Aim – Reproduce the material from the line containing "For the audit set, annotate each instance of the muddy" down through its final line, swapping "audit set" for "review set" and leaving everything else as it is.

Data –
begin
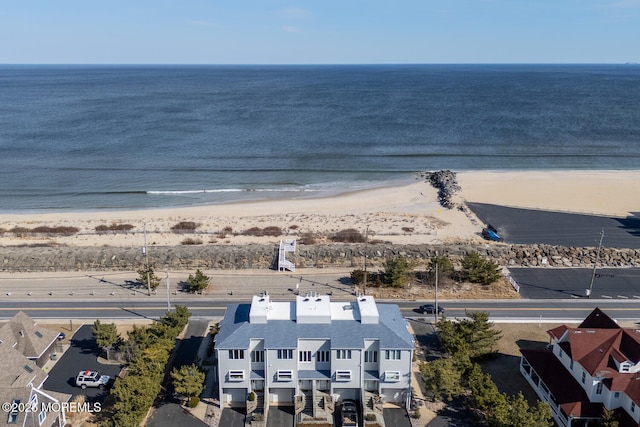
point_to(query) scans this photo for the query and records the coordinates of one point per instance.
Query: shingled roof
(599, 345)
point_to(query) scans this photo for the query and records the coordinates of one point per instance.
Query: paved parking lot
(529, 226)
(81, 355)
(547, 283)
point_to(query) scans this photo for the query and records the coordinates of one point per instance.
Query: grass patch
(185, 227)
(190, 241)
(114, 228)
(58, 231)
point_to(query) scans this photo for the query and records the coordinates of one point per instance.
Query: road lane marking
(101, 308)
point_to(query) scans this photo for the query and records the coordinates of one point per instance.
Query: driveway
(396, 417)
(232, 417)
(82, 355)
(280, 416)
(172, 414)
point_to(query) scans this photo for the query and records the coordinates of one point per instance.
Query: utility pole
(146, 260)
(435, 309)
(595, 264)
(366, 240)
(168, 293)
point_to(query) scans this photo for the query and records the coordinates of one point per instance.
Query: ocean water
(131, 137)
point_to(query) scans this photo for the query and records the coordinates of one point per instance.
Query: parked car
(91, 379)
(430, 309)
(349, 413)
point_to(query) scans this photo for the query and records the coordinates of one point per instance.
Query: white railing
(285, 247)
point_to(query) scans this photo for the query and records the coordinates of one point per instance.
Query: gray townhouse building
(299, 351)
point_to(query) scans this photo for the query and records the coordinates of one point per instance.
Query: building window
(392, 376)
(13, 415)
(371, 356)
(304, 356)
(343, 354)
(284, 375)
(257, 356)
(236, 375)
(285, 354)
(343, 375)
(323, 356)
(236, 354)
(392, 354)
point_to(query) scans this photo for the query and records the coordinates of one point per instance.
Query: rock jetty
(446, 182)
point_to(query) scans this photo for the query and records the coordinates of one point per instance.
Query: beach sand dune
(406, 214)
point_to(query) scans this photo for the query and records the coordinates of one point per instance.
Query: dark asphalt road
(82, 355)
(529, 226)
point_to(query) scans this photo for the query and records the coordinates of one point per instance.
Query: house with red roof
(586, 369)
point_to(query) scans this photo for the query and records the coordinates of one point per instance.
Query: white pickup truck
(91, 379)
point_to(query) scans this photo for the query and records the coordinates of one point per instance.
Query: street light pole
(435, 309)
(595, 264)
(168, 293)
(146, 260)
(366, 240)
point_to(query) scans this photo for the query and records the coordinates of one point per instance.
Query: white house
(586, 369)
(299, 351)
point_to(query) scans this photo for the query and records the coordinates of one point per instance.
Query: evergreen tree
(479, 333)
(106, 334)
(188, 380)
(198, 282)
(153, 281)
(486, 396)
(608, 418)
(441, 378)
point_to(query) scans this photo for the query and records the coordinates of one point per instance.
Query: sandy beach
(407, 214)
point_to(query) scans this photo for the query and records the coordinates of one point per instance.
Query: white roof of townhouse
(281, 324)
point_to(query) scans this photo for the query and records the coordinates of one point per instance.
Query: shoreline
(398, 214)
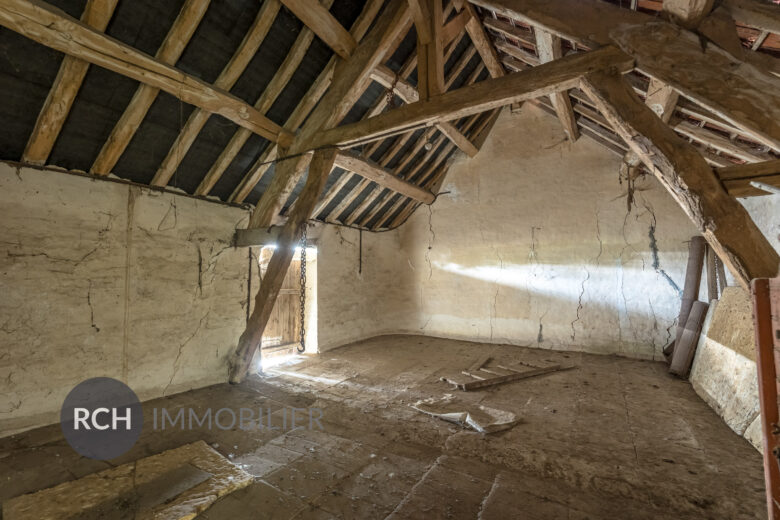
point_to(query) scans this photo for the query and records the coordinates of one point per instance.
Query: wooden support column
(63, 92)
(430, 49)
(724, 223)
(549, 48)
(290, 233)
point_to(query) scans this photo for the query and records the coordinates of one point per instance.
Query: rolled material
(685, 348)
(696, 250)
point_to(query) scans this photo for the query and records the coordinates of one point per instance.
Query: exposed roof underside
(28, 71)
(227, 162)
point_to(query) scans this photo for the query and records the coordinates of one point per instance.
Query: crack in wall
(181, 349)
(91, 309)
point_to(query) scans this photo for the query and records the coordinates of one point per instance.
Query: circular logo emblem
(101, 418)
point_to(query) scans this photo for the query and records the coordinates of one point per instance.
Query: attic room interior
(402, 259)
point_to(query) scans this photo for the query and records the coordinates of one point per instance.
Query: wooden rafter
(549, 49)
(350, 79)
(226, 79)
(52, 27)
(374, 193)
(408, 94)
(304, 107)
(63, 92)
(481, 41)
(271, 92)
(550, 77)
(680, 168)
(430, 50)
(743, 95)
(171, 49)
(317, 18)
(354, 163)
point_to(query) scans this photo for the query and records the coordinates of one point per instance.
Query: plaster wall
(533, 245)
(724, 369)
(107, 279)
(359, 300)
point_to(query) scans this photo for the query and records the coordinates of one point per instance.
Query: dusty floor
(613, 438)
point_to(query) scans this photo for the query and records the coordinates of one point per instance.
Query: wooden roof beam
(549, 48)
(385, 178)
(171, 49)
(261, 166)
(264, 103)
(406, 91)
(56, 108)
(50, 26)
(543, 80)
(226, 79)
(350, 79)
(681, 169)
(480, 40)
(317, 18)
(743, 95)
(737, 178)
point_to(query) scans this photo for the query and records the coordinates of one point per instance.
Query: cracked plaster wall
(355, 303)
(105, 279)
(533, 245)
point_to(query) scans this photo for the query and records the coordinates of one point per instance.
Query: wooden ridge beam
(59, 101)
(226, 79)
(549, 48)
(742, 94)
(681, 169)
(258, 170)
(289, 234)
(53, 28)
(352, 162)
(543, 80)
(375, 192)
(351, 77)
(271, 92)
(171, 49)
(317, 18)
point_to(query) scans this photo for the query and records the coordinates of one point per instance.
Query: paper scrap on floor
(483, 419)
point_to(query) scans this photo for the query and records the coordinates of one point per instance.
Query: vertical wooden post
(319, 168)
(767, 322)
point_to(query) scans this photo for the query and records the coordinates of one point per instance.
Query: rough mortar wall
(355, 305)
(105, 279)
(724, 369)
(533, 245)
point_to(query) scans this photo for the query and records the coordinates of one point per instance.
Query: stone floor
(612, 438)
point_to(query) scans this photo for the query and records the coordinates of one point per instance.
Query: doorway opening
(281, 339)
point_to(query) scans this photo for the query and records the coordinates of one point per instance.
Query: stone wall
(103, 278)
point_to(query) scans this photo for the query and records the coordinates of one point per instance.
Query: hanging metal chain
(391, 91)
(302, 345)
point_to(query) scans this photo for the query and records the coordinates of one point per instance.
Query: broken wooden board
(176, 484)
(483, 377)
(483, 419)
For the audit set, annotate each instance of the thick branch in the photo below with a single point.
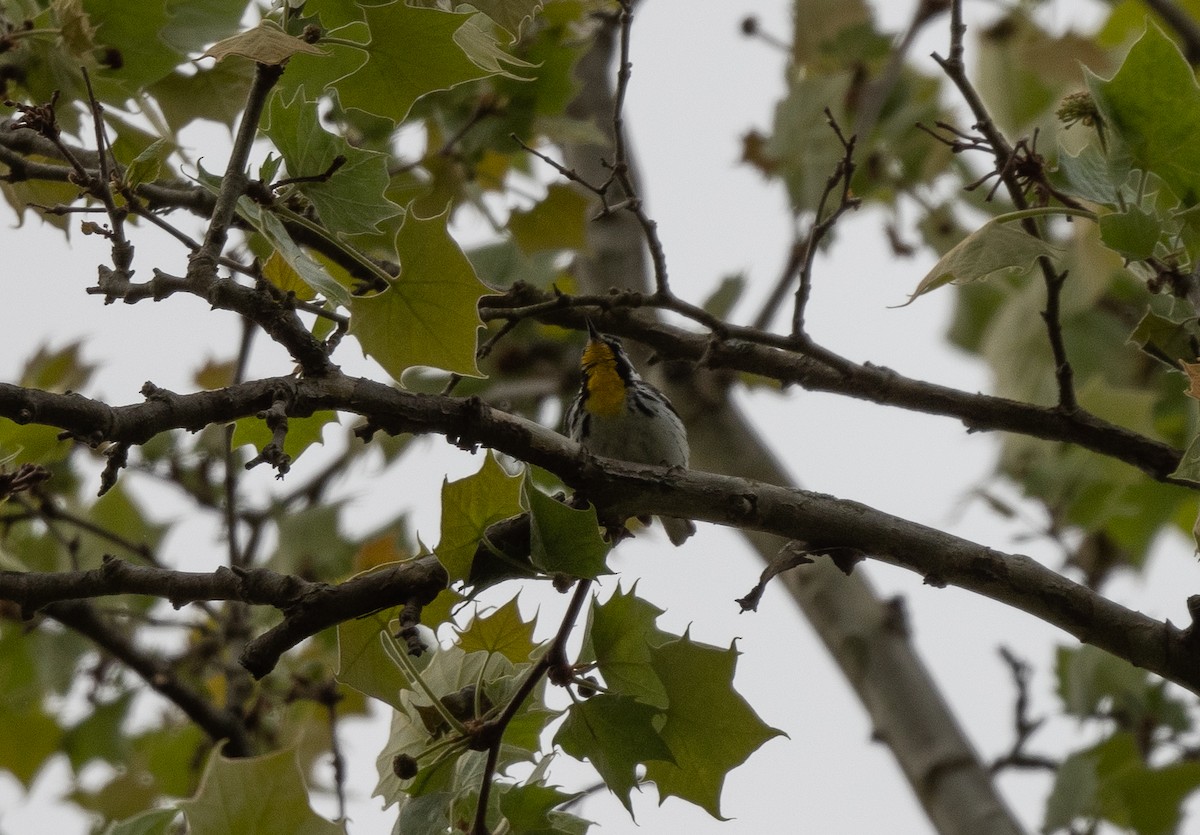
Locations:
(624, 490)
(868, 382)
(213, 720)
(307, 607)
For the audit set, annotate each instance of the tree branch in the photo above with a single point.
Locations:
(624, 490)
(819, 370)
(217, 724)
(307, 607)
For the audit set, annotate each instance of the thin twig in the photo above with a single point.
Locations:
(1024, 726)
(822, 224)
(555, 658)
(1007, 173)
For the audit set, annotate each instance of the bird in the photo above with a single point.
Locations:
(616, 414)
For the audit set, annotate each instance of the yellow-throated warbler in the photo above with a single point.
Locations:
(619, 415)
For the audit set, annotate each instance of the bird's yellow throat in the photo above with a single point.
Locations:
(606, 389)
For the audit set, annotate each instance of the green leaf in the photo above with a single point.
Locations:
(564, 540)
(265, 796)
(1073, 794)
(1132, 233)
(529, 809)
(277, 271)
(619, 636)
(427, 316)
(1092, 682)
(352, 199)
(1111, 781)
(306, 266)
(709, 727)
(468, 506)
(147, 166)
(31, 737)
(802, 146)
(1165, 340)
(721, 300)
(119, 512)
(144, 55)
(303, 432)
(412, 52)
(216, 92)
(151, 822)
(100, 734)
(312, 545)
(265, 43)
(1153, 104)
(363, 662)
(501, 631)
(1188, 468)
(1095, 175)
(558, 222)
(997, 245)
(509, 13)
(197, 23)
(615, 733)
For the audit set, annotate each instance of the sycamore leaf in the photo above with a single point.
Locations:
(1188, 468)
(145, 55)
(1168, 341)
(564, 540)
(216, 92)
(709, 727)
(1153, 104)
(265, 796)
(508, 13)
(265, 43)
(529, 808)
(618, 638)
(412, 52)
(363, 662)
(279, 272)
(1132, 233)
(147, 166)
(502, 631)
(151, 822)
(1111, 781)
(721, 300)
(468, 506)
(615, 733)
(558, 222)
(427, 316)
(273, 229)
(352, 199)
(77, 31)
(995, 246)
(477, 40)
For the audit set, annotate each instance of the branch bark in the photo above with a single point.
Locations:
(904, 703)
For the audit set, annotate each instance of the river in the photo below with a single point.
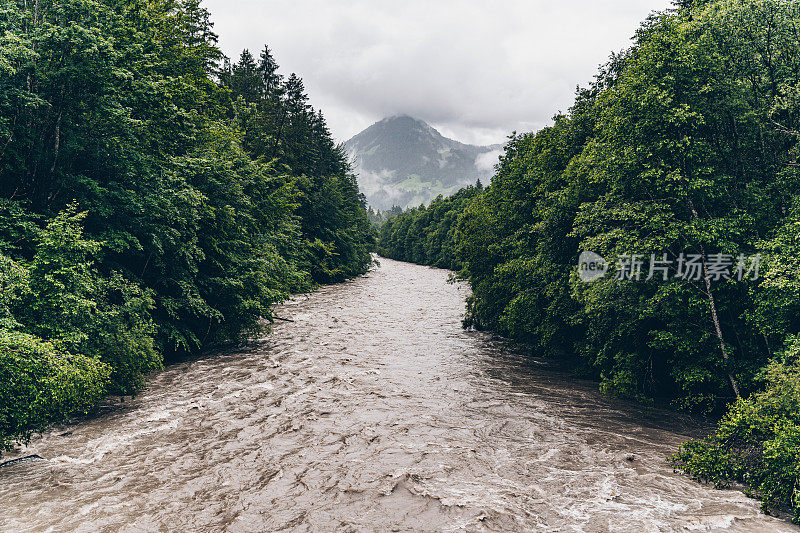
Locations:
(372, 411)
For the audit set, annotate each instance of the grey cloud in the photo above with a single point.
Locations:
(476, 70)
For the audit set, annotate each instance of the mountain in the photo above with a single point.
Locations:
(404, 161)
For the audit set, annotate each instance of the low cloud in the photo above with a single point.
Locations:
(476, 70)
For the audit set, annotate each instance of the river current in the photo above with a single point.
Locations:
(372, 410)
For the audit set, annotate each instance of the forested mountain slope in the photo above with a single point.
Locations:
(155, 199)
(403, 161)
(683, 147)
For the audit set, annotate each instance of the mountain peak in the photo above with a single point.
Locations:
(402, 160)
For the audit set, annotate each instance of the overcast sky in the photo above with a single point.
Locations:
(474, 69)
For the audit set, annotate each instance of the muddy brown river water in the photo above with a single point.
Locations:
(372, 411)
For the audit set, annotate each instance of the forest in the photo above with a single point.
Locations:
(684, 143)
(156, 199)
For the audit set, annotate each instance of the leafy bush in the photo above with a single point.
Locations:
end
Finished task –
For the review set, annotate each instance of the muddy brown river water in the photo above with a single point.
Locations:
(372, 411)
For the review set, annotate each instance of the forest in the photo above with a single point.
Locations:
(684, 143)
(156, 199)
For the review set, annotate each instance of the leafy bush in the photo above with a single point.
Locations:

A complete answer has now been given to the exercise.